#### [TASK REQUIREMENTS]
A - Do the three statements below agree with the text on coffee drinking trends? For each, answer yes or no and quote the exact words that decide it.
(i) The report was made together with the Specialty Coffee Association.
(ii) Seventy-eight percent of all Americans drank a specialty coffee yesterday.
(iii) Most of the people who add flavoring to their coffee are over forty.
B - Write the next part of the text on coffee drinking trends, picking up after its last sentence.

#### [SOURCE TEXT]
=====
The National Coffee Association recently released a data trends report which was produced in collaboration with the Specialty Coffee Association. Some of these trends are pretty revealing and surprising, while others confirm our observations over the last few years.


As you can see in the pie chart above, the younger you are, the more likely you are to enjoy a Specialty coffee. Seventy-eight percent of all coffee cups drunk yesterday among 18-24-year-olds were specialty beverages. In this respect, the education campaign regarding specialty over the last thirty years is working.

Then we come to this interesting data point, forty-seven percent of Americans consumed their coffee yesterday with flavoring. Furthermore, the majority of the flavor-drinkers are those under forty years of age. So just when you are excited by the youth embracing Specialty coffee, you are thwarted by favoring flavoring. This is an interesting dichotomy. The younger Millennials and Gen Z generation are more likely to consume Specialty coffee which likely costs more money and indicates higher quality, and then, in contrast, ignore the superior quality by masking coffee's inherent taste with some sort of additive.
=====
#### [INFORMATION GIVEN]

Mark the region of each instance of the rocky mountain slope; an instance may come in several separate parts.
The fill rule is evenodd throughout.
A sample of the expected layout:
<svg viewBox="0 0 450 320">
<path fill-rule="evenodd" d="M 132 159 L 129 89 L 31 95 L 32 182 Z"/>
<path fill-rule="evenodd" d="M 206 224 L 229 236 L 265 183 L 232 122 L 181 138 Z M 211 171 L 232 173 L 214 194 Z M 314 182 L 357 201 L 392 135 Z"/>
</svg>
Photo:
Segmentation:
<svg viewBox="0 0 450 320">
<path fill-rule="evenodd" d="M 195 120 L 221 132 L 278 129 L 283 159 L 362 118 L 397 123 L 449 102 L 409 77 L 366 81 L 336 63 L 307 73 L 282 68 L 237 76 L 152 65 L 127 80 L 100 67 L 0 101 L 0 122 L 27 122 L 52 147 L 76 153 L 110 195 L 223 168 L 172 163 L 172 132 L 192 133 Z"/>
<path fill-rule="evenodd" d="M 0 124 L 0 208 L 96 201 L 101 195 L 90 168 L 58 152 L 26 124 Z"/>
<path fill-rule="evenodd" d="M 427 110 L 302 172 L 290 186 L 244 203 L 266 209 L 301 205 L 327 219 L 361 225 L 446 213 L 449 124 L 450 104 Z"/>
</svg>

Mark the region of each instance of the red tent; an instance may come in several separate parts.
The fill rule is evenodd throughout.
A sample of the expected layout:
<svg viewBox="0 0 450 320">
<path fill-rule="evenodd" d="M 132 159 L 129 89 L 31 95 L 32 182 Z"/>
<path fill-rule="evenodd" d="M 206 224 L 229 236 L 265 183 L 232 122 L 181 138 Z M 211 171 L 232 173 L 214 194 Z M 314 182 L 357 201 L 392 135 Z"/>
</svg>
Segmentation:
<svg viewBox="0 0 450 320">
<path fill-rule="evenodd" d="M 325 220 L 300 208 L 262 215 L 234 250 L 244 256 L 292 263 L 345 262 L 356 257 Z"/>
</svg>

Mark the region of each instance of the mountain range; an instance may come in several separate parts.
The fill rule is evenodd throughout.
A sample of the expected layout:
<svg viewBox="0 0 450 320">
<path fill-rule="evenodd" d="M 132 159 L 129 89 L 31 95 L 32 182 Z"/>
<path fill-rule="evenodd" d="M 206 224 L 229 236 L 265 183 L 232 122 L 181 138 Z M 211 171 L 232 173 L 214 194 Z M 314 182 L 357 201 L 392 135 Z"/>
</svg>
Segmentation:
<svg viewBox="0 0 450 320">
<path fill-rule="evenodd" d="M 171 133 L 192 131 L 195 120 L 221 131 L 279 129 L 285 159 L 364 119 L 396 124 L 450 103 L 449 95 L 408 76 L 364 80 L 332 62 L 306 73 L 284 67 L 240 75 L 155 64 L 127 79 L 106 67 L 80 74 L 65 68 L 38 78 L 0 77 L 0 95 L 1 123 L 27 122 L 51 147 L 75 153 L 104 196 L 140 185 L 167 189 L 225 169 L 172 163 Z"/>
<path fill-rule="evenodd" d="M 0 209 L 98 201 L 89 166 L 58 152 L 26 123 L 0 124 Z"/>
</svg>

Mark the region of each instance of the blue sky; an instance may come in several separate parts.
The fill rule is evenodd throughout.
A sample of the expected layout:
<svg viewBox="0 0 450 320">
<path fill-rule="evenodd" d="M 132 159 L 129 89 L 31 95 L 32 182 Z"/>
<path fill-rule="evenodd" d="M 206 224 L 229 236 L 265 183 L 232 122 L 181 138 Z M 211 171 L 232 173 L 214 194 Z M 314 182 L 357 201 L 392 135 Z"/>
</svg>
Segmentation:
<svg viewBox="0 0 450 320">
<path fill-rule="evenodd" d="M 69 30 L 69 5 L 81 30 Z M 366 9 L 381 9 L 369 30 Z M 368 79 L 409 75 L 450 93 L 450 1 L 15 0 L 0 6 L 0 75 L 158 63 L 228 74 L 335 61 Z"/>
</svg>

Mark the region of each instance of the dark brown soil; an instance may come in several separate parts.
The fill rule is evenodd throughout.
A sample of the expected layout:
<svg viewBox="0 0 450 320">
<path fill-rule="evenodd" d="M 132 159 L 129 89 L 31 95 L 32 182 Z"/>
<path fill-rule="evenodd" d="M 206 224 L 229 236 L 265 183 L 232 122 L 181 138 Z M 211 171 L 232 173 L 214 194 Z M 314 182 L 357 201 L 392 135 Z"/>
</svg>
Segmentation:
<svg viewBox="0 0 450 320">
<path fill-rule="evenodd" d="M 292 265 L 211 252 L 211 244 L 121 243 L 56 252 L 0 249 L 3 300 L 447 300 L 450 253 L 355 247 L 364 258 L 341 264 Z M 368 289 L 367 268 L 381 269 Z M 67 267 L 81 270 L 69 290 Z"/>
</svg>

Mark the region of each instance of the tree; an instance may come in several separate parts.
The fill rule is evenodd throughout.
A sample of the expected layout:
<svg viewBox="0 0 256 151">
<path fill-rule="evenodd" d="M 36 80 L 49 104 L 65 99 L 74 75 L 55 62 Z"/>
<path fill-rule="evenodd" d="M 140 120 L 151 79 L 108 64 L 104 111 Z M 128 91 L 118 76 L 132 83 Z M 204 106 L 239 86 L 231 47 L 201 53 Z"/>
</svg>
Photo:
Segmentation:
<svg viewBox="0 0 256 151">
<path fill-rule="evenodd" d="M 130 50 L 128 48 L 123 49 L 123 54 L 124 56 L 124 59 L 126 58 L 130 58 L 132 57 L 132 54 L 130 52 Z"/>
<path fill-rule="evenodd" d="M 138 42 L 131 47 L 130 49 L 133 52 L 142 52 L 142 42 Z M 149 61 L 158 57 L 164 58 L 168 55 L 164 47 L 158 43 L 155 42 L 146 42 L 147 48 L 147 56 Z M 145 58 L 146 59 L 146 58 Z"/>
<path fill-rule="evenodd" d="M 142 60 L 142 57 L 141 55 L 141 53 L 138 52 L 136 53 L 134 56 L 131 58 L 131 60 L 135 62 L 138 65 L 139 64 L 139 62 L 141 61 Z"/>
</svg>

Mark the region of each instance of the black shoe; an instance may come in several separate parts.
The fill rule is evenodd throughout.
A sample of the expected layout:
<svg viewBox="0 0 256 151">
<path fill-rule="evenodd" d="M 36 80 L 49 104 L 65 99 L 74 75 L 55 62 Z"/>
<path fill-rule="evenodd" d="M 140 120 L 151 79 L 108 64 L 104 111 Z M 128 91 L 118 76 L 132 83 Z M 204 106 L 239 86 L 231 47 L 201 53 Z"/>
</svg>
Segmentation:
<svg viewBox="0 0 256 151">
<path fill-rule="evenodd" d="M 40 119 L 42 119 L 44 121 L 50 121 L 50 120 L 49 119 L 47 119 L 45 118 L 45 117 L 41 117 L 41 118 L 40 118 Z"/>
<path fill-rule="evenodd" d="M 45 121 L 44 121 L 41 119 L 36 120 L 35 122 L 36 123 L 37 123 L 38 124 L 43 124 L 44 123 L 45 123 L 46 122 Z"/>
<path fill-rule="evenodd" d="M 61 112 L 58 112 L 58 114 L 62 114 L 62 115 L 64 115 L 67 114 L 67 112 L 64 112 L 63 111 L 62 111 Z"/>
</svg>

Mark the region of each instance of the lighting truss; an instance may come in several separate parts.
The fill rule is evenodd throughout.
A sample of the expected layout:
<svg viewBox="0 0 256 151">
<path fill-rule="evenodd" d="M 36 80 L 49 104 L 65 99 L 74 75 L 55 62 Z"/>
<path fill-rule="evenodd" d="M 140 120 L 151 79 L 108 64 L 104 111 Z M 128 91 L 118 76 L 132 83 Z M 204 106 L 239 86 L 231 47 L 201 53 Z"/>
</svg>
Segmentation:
=====
#### [ANSWERS FOR THIS EXERCISE]
A -
(i) Yes: "which was produced in collaboration with the Specialty Coffee Association"
(ii) No: "Seventy-eight percent of all coffee cups drunk yesterday among 18-24-year-olds were specialty beverages"
(iii) No: "the majority of the flavor-drinkers are those under forty years of age"

B -
This is music to the ears of anyone interested in producing a large-scale product using a lower costing high-volume Specialty product. This would make purchasing a borderline Specialty grade coffee more cost-effective and mask any inherent defects or faults with a flavor additive.

Conversely, this is disappointing news to the coffee producer hoping to increase the value of their coffee through quality.

The majority of the population believes that flavored coffee consumption is almost non-existent. This follows the same thread of consumers thinking that Instant coffee is going the way of the dinosaur. I was contacted last year to be interviewed as an expert for a newspaper that was making the case that people don't drink Instant anymore. The reporter formed this idea based on his own experience of not seeing Instant advertised and not drinking it personally any longer. I informed him immediately that this was not the case. Quite the opposite, Instant has grown steadily for the last twenty years.

Flavored is very similar in this respect. It may not always be the pre-flavored bags of coffee. It may come in the form of a syrup in a latte or almond butter and ghee in a cold brew smoothy but it is happening and it is continuing to grow as a segment.


Here we get a look at the number of coffees consumed per day. Again, in 2023 we are on an upswing. Also significant is that in "2023, specialty coffee drinkers consumed 3.1 cups of coffee per day. This includes specialty and non-specialty coffee types.... This implies that specialty drinkers are more engaged with coffee and not exclusively specialty drinkers."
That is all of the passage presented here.